Aim of the exercise
Copy the license agreement excerpt below word for word, from its first line to its last.

Given passage
## begin

Offering the Game includes in particular advertising which is targeted
at players in the contractual area as well as advertising on the websites
of third parties which are directed mainly at users in the contractual
area.
- The Partner shall not offer the Game in the official language used in
the contractual area.
- The Partner shall take appropriate measures to prevent third parties
from undertaking any of the previously described actions in i, ii or iii
above.
|
| (2) |
If the Partner should violate the exclusivity agreement, the special bonus shall
become invalid from the point of time of the first infringement. Bonus payments made
in connection with this agreement must be paid back in full to Bigpoint by the Partner
within seven (7) days. Other rights and obligations of Bigpoint, in particular any
claims of damages for Bigpoint against the Partner, remain unaffected. |
§ 3 Transfer, Sub-Licenses, Disposal
| (1) |
Bigpoint is authorized to transfer the granted license, as outlined in Sec. 2, to a third
party who then enters into this agreement if there are no extenuating circumstances in
which such a transfer of license to the third party in question would cause the Partner
undue or unreasonable hardship. |
| (2) |
Bigpoint is authorized to grant sub-licenses to third parties for the purpose of
integrating the Game onto portals with which Bigpoint has a cooperative agreement.

## end

Raw data

## begin

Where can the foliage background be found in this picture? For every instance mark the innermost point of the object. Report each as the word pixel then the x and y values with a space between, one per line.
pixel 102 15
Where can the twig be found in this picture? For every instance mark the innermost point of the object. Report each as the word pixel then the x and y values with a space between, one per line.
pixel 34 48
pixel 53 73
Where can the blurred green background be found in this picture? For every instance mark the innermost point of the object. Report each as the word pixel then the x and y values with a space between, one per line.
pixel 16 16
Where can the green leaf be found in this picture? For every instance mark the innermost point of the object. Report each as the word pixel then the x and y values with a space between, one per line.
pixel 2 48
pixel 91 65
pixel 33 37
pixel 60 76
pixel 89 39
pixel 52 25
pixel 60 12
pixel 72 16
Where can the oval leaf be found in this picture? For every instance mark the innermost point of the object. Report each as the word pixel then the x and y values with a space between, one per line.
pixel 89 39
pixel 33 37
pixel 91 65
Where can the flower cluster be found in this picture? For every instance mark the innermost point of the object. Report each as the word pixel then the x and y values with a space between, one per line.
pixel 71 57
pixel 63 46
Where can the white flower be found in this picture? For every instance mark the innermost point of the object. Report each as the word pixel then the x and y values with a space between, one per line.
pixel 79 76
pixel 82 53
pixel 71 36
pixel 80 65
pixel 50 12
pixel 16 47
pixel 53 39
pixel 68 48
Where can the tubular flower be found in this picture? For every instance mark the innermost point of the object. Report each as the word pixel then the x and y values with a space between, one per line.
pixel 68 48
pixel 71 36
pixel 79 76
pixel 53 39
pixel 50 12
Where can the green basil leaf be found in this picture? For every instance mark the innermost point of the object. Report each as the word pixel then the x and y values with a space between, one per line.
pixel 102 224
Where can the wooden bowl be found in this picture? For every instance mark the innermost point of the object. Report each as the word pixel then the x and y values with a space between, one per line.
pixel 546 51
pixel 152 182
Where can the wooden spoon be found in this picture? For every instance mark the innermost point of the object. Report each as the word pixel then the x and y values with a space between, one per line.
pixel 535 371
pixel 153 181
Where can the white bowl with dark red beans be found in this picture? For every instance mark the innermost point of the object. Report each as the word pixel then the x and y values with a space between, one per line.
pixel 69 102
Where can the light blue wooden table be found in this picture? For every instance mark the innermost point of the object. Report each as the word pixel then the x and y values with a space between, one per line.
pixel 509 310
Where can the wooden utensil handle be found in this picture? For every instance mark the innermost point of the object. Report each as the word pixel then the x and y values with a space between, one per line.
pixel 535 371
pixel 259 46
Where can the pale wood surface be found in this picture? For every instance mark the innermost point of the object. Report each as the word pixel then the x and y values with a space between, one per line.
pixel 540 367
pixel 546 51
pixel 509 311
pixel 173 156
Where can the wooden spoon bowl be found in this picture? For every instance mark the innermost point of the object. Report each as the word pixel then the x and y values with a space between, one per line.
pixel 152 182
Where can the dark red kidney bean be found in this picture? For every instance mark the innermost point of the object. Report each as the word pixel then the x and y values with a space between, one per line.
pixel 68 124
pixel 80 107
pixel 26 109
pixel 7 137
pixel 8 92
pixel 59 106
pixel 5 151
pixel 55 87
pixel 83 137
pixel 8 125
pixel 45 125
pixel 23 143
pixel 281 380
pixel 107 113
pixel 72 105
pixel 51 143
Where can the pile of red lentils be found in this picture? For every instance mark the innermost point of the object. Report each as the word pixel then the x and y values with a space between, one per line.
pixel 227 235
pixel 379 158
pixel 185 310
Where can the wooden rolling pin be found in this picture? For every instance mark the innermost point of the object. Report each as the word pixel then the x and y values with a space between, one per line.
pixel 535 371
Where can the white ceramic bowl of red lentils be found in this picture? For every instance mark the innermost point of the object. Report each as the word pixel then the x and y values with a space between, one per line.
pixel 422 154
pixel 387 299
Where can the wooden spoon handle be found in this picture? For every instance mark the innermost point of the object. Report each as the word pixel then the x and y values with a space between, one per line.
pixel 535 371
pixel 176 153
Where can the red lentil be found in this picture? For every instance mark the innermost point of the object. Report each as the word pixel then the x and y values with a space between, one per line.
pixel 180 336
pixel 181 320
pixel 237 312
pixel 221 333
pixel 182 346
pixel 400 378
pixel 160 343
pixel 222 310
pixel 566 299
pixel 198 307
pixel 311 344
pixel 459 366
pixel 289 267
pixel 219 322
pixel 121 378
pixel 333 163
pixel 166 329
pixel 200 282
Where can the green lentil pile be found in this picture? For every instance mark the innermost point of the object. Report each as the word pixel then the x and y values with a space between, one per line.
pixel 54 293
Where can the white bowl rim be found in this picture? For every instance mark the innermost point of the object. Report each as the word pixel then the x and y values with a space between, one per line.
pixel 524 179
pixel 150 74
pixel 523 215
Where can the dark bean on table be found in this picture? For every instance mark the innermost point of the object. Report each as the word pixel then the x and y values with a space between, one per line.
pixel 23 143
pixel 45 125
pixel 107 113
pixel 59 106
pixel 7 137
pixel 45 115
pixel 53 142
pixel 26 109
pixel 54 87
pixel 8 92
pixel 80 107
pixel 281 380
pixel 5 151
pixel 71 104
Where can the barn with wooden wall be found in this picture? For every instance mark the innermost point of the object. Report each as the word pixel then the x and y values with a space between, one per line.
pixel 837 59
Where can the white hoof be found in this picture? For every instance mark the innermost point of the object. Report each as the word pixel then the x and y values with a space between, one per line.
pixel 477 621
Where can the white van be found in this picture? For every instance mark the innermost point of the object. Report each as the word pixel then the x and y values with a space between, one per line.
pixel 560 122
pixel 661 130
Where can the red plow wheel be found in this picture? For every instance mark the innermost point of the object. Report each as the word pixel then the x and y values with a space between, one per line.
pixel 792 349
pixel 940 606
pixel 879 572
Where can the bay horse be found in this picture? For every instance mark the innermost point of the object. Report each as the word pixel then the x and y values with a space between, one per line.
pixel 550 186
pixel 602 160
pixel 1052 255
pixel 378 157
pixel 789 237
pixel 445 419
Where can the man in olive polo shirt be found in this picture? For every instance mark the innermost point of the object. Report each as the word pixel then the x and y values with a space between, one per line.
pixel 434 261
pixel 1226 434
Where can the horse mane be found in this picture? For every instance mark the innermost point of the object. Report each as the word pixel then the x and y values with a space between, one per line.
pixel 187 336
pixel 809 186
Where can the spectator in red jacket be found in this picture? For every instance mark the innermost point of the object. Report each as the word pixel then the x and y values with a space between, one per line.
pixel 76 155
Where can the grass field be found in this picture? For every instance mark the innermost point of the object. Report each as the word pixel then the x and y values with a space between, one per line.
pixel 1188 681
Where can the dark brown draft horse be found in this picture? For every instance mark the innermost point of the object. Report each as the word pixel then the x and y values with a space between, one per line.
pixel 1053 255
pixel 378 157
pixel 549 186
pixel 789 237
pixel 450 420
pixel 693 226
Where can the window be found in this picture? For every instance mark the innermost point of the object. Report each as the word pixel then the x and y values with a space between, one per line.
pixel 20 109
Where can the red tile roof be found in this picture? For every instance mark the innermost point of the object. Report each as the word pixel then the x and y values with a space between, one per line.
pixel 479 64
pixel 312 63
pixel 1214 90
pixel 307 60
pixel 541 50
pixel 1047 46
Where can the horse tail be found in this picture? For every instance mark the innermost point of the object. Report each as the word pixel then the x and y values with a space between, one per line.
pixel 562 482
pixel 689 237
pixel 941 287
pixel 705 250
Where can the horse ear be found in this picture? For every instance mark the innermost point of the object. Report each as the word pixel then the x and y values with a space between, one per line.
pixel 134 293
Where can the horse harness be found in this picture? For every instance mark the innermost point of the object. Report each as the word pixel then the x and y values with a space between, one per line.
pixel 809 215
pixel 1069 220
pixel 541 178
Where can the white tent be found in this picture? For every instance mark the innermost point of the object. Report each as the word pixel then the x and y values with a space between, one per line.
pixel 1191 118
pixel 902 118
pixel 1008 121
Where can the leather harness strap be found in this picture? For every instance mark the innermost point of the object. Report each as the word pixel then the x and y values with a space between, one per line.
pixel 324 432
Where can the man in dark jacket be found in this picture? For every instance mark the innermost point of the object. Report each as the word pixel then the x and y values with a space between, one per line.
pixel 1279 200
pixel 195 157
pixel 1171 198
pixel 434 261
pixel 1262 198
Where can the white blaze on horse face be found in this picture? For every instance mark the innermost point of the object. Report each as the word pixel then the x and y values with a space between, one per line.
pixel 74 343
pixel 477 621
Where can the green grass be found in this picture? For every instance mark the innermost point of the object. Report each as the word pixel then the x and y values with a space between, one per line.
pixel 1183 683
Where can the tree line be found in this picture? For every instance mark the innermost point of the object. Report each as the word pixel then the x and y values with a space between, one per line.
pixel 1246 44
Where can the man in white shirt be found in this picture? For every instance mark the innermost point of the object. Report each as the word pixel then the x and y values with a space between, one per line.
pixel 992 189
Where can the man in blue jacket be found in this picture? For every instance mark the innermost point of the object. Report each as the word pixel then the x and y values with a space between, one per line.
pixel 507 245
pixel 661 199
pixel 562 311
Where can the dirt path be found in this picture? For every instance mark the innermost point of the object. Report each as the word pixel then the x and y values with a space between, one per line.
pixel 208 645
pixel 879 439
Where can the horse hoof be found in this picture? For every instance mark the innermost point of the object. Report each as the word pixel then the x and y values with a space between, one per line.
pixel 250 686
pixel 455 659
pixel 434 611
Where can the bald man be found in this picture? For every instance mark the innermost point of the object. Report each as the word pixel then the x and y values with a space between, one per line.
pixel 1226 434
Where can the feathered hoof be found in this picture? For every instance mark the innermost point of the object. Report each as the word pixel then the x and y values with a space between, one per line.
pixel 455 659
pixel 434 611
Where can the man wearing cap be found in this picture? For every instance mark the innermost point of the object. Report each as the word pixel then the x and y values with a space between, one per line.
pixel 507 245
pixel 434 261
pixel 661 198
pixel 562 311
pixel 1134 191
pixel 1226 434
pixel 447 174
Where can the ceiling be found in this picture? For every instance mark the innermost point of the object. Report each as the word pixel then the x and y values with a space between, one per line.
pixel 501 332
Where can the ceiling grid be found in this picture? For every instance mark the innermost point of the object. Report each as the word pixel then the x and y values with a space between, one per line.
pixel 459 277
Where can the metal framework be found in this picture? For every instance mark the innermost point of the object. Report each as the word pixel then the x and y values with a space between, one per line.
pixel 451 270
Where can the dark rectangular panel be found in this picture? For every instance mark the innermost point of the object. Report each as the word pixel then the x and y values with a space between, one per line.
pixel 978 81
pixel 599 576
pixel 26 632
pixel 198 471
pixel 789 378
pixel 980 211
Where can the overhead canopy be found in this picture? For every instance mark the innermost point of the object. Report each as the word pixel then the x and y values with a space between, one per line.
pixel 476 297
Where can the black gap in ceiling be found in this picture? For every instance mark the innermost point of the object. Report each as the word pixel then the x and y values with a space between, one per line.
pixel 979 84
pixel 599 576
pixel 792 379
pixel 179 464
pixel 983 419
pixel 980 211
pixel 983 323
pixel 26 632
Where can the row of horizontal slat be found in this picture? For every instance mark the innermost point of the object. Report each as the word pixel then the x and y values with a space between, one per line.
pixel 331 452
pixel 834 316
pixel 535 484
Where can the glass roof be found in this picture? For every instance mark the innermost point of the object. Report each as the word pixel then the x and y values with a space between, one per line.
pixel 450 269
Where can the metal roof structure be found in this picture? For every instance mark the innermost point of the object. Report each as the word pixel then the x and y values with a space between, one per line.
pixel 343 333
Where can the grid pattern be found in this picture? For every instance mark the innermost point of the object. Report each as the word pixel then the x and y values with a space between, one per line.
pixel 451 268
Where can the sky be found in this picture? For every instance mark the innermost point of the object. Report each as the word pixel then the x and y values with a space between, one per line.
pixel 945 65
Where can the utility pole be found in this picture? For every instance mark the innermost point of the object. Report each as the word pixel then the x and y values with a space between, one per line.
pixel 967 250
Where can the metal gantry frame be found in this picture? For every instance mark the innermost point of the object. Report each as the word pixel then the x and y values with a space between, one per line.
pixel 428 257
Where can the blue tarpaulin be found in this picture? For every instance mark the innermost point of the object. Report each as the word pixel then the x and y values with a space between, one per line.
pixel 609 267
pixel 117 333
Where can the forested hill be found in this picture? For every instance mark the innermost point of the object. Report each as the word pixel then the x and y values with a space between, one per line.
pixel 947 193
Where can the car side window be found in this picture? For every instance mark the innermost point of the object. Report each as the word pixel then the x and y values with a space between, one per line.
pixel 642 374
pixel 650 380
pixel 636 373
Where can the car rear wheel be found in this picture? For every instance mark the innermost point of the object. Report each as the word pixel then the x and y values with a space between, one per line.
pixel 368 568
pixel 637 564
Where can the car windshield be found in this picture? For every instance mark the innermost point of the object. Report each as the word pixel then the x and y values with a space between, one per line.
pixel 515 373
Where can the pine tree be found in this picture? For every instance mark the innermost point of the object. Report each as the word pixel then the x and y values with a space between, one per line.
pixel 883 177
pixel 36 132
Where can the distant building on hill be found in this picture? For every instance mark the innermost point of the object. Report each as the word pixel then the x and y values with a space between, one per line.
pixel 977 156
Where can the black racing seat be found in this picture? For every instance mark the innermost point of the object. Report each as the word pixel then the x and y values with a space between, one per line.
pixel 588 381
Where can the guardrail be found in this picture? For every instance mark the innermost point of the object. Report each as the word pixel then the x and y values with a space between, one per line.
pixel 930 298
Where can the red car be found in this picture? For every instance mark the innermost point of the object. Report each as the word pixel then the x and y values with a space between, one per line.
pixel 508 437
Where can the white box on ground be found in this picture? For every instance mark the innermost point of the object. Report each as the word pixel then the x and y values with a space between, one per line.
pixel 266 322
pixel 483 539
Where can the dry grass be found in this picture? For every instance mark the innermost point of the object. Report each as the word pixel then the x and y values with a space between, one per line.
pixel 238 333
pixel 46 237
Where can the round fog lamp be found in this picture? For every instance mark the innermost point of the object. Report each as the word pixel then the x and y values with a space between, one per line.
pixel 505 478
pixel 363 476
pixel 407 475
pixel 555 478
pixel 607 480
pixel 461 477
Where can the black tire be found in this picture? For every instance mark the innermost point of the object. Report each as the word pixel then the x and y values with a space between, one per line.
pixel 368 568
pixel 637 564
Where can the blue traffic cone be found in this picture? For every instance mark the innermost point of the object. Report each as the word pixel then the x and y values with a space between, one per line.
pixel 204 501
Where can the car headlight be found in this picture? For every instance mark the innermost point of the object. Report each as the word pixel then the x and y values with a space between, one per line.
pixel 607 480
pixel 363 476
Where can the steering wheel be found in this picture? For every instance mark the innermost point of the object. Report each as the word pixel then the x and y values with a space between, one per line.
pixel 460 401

## end

Written reply
Offering the Game includes in particular advertising which is targeted
at players in the contractual area as well as advertising on the websites
of third parties which are directed mainly at users in the contractual
area.
- The Partner shall not offer the Game in the official language used in
the contractual area.
- The Partner shall take appropriate measures to prevent third parties
from undertaking any of the previously described actions in i, ii or iii
above.
|
| (2) |
If the Partner should violate the exclusivity agreement, the special bonus shall
become invalid from the point of time of the first infringement. Bonus payments made
in connection with this agreement must be paid back in full to Bigpoint by the Partner
within seven (7) days. Other rights and obligations of Bigpoint, in particular any
claims of damages for Bigpoint against the Partner, remain unaffected. |
§ 3 Transfer, Sub-Licenses, Disposal
| (1) |
Bigpoint is authorized to transfer the granted license, as outlined in Sec. 2, to a third
party who then enters into this agreement if there are no extenuating circumstances in
which such a transfer of license to the third party in question would cause the Partner
undue or unreasonable hardship. |
| (2) |
Bigpoint is authorized to grant sub-licenses to third parties for the purpose of
integrating the Game onto portals with which Bigpoint has a cooperative agreement.